Your task: Where the line containing "cabinet, marking a point on it" appears in the records below, begin there and write out each line exactly until the last one, and nothing more.

Stored dataset items:
....
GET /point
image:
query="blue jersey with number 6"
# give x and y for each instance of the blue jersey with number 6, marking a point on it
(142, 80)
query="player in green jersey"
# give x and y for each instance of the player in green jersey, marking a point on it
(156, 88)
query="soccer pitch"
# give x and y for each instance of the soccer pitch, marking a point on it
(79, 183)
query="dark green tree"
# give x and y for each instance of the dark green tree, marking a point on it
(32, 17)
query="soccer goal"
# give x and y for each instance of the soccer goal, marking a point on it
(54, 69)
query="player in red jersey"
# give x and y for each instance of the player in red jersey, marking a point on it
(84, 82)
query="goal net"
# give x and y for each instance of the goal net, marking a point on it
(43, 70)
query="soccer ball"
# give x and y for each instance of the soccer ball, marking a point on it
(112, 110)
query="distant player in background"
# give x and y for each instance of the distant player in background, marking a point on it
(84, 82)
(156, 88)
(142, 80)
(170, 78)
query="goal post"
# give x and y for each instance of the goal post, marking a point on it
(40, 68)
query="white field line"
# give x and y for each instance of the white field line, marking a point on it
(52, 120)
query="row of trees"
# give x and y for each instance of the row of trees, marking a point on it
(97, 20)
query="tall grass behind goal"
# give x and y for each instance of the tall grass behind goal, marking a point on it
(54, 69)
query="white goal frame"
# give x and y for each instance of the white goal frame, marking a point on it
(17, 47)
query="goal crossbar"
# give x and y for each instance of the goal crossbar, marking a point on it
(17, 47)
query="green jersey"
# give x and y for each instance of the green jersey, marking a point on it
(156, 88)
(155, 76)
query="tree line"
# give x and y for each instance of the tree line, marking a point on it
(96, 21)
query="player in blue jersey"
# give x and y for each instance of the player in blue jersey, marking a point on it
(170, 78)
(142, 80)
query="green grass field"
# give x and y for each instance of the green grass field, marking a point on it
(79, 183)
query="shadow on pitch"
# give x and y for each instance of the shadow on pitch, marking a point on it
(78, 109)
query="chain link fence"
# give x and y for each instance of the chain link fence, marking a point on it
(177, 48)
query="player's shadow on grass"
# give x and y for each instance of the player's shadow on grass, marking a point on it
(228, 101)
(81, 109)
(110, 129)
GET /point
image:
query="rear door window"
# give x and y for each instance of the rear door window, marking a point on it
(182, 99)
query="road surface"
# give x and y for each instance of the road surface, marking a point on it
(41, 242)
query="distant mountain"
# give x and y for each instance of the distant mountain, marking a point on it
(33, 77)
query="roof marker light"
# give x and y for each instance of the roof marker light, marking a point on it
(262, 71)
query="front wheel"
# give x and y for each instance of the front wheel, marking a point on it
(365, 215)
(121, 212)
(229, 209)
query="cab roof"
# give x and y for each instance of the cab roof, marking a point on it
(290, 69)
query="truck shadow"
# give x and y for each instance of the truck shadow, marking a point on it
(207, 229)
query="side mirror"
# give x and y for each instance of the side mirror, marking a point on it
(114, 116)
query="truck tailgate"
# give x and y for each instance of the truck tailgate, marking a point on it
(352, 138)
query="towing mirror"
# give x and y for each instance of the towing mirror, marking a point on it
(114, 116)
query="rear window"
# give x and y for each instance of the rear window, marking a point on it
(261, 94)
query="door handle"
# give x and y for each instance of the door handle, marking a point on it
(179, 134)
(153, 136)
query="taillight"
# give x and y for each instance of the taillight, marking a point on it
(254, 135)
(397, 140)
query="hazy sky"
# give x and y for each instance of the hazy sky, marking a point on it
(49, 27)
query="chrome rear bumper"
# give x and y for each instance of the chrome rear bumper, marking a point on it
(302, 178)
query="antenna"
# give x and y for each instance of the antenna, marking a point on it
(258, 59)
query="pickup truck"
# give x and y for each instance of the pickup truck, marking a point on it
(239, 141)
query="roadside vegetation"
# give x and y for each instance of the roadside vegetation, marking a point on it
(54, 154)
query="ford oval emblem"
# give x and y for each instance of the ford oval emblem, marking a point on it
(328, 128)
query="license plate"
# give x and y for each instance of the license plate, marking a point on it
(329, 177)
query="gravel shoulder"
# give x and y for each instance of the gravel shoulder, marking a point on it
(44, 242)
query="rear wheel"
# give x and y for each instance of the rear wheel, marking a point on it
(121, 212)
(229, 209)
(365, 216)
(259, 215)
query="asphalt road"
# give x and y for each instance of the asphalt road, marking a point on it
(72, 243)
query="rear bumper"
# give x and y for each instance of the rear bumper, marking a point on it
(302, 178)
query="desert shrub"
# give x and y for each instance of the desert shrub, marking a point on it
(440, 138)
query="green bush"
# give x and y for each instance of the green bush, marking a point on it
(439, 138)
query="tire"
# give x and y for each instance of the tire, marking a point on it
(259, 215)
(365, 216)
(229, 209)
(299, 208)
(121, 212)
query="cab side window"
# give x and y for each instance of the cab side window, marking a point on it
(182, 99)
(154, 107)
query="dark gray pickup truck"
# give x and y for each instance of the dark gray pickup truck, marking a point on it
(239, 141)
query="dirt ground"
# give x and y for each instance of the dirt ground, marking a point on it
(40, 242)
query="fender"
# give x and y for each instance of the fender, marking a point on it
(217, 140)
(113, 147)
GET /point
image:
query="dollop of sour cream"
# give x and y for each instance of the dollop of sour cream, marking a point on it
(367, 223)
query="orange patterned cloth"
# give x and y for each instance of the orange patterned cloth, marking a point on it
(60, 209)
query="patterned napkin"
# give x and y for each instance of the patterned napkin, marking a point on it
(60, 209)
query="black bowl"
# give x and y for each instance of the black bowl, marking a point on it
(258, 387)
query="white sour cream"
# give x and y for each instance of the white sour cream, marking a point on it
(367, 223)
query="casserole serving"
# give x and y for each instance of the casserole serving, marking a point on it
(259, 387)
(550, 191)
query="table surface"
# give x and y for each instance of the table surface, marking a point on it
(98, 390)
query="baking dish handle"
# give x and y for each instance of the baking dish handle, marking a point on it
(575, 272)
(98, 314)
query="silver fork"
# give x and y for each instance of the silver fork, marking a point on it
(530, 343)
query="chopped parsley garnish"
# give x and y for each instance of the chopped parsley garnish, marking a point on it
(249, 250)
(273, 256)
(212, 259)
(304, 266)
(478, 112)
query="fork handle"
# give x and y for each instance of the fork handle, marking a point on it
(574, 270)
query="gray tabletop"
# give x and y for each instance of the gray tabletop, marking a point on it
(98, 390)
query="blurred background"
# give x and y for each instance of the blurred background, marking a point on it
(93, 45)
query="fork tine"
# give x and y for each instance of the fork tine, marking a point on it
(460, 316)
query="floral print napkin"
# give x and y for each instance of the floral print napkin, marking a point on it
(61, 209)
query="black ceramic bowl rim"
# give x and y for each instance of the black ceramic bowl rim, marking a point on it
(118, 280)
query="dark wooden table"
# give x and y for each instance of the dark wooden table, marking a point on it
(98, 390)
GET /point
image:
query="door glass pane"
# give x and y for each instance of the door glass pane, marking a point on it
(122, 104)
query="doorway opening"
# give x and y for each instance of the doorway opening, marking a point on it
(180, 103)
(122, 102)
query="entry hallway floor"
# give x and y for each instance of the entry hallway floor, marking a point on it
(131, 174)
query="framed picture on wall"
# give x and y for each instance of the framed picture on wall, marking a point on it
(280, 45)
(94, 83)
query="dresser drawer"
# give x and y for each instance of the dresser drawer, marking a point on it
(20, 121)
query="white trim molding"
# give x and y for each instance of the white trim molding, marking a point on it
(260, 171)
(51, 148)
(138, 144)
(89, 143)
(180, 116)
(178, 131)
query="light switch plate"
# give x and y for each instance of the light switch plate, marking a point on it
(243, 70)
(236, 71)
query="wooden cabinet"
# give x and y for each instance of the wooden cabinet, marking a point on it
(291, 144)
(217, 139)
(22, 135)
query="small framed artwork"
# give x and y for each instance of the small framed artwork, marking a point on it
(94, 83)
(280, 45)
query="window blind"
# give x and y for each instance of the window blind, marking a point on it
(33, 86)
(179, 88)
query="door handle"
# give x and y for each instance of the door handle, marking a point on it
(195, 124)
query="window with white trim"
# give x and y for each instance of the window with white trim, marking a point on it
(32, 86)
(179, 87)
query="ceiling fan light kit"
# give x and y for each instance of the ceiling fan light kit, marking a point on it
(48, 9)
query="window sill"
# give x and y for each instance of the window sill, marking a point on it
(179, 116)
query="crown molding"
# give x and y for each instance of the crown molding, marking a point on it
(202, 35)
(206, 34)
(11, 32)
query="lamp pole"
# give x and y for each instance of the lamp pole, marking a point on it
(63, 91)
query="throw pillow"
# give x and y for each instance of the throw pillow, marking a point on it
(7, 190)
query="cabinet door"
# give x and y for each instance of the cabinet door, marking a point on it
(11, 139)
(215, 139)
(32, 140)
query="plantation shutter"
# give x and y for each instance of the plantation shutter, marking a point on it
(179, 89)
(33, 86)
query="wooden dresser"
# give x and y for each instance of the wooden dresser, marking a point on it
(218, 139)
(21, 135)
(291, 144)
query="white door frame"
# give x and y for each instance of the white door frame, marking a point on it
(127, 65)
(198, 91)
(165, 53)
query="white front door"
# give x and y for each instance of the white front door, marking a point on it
....
Problem solution:
# give x and y for each instance of the wooden cabinet, marking a point on it
(291, 144)
(217, 139)
(22, 135)
query="small framed artwork"
# give x and y for each instance of the small framed artwork, marking a point on it
(94, 83)
(280, 45)
query="window blind"
# give x and y for each instance of the window blind, marking a point on it
(33, 86)
(179, 88)
query="door handle"
# give x and y for each instance of the door handle, marking a point on it
(195, 124)
query="window with white trim"
# give x and y for each instance of the window with white trim, marking a point on it
(32, 86)
(179, 87)
query="ceiling fan light kit"
# give x and y for each instance of the ceiling fan light kit, marking a point on it
(48, 9)
query="window sill"
# give x and y for each instance of the window sill, marking a point on it
(179, 116)
query="crown molding"
# give x and y for each instance of the crown molding, marking a point on it
(202, 35)
(206, 34)
(11, 32)
query="lamp pole"
# give x and y for each instance of the lamp pole, marking a point on it
(63, 91)
query="throw pillow"
# give x and y for each instance of the throw pillow, marking a point on it
(7, 190)
query="cabinet door"
# give x and y for each instance of the cabinet door, marking a point on it
(11, 139)
(215, 139)
(32, 140)
query="plantation shutter"
# give x and y for each instance of the plantation shutter, marking a point on it
(179, 89)
(33, 86)
query="wooden dresser"
# give x and y for each instance of the wooden dresser, marking a point on it
(218, 139)
(21, 135)
(291, 144)
query="white door frame"
# give x and y for each instance of the white door frame, marking a point on it
(127, 65)
(198, 91)
(165, 53)
query="white front door"
# give x and y for each instance of the white front door, marking a point on it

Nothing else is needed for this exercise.